+++ Testo +++

L’economia italiana è entrata in una sorta di glaciazione. La pandemia ha prodotto un fenomeno del tutto originale per le economie di mercato, perché ha congelato o molto rallentato la possibilità di avere contatti e scambi. Alcuni settori, come il turismo, sono stati colpiti ad ogni livello perché la crisi impatta tanto sulle strutture alberghiere fisiche che sulle piattaforme digitali di prenotazione o vendita delle stanze. Altri settori del digitale stanno beneficiando della crisi in termini di volumi di contatti e di servizi trasferiti.
Non vi è alcun dubbio che l’impatto della pandemia da Covid19 accelererà l’evoluzione delle organizzazioni produttive verso nuovi modelli più distribuiti e decentrati e più capaci di lavorare in rete. E’ un po’ come scoprire che lo smartphone che usiamo da molti anni può fare almeno il 50% in più delle attività per cui lo usiamo ogni giorno. E questo è un aspetto positivo perché accelererà l’adozione delle nuove tecnologie digitali il che dovrebbe significare miglioramenti non marginali della produttività.

+++ Informazioni +++

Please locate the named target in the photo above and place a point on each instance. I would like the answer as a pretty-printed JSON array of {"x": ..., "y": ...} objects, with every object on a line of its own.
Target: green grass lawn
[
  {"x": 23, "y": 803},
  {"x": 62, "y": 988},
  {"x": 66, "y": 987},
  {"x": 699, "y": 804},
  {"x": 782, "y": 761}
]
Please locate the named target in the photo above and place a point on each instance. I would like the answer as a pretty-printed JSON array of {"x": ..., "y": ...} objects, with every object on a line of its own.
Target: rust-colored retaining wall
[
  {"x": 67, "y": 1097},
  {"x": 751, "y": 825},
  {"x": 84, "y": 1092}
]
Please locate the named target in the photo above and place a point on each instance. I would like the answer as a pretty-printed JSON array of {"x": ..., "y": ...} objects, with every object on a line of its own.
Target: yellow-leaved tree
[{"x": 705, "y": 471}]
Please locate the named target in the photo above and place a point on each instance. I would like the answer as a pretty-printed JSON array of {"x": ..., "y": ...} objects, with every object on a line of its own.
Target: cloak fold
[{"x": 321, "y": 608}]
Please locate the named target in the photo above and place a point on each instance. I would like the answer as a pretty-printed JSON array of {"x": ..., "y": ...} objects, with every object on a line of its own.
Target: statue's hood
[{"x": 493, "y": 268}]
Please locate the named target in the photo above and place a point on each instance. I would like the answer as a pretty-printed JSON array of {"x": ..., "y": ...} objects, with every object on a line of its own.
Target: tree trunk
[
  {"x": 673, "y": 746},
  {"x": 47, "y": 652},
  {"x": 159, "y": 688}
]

+++

*Obiettivo dell'esercizio*
Nel testo sull'economia italiana e la pandemia, elenca tutte le caratteristiche attribuite ai nuovi modelli verso cui evolveranno le organizzazioni produttive.

*Spazio risposta*
I nuovi modelli sono più distribuiti, decentrati e più capaci di lavorare in rete.